** start INFORMATION PROVIDED **
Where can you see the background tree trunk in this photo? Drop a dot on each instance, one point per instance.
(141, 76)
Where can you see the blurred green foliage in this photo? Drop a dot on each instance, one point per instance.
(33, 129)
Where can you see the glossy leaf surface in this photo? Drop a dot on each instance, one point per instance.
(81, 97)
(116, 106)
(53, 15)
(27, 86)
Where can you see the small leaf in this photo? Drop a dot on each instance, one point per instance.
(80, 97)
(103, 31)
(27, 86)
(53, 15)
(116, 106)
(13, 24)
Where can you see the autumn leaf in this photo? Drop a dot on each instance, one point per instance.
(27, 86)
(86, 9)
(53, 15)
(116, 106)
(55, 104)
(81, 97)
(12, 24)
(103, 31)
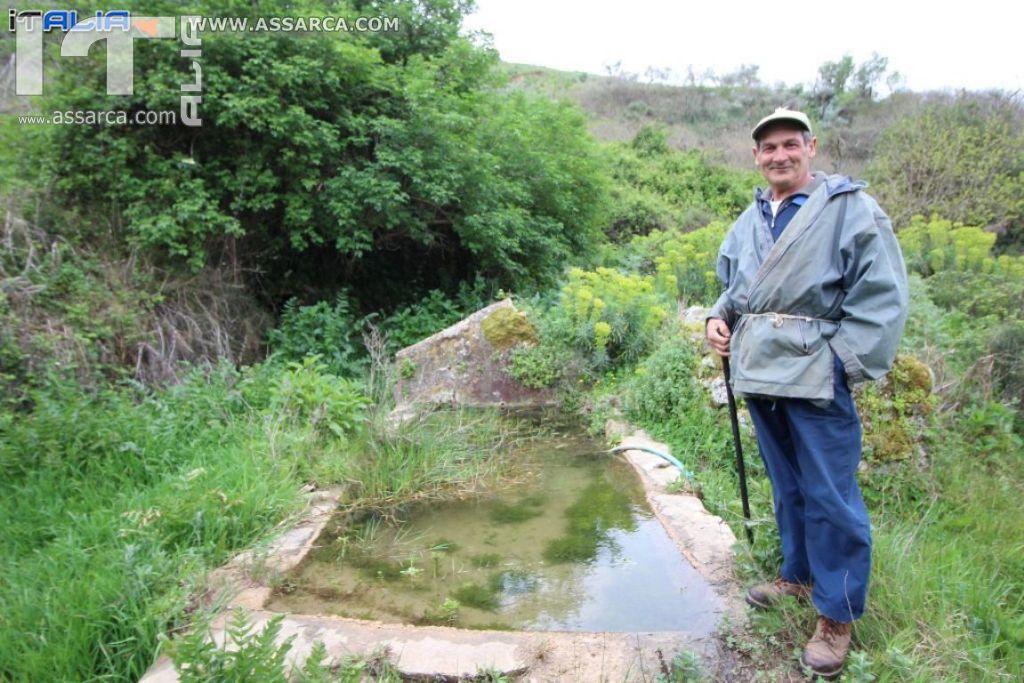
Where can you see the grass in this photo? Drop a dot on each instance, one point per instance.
(114, 505)
(946, 601)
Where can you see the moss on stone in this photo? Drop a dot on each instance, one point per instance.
(507, 327)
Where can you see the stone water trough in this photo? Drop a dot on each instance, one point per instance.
(463, 366)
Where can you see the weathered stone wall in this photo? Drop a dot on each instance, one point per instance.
(465, 364)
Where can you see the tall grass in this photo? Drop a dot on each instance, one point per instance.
(946, 601)
(113, 506)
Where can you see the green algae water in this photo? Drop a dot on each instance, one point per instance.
(572, 547)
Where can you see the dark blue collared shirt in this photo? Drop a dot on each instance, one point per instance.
(791, 205)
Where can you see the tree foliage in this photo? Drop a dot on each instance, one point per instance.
(333, 160)
(962, 159)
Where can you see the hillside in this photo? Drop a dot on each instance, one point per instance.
(198, 324)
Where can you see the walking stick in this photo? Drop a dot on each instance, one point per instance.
(740, 468)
** end INFORMATION PROVIDED **
» STATED EXERCISE
Write out again, word for word, everything from the line containing "Where can you see the walking" down to the end of the entries.

» SOLVED EXERCISE
Where can you see the walking stick in this photo? Drop a dot on each instance, one point per instance.
(740, 468)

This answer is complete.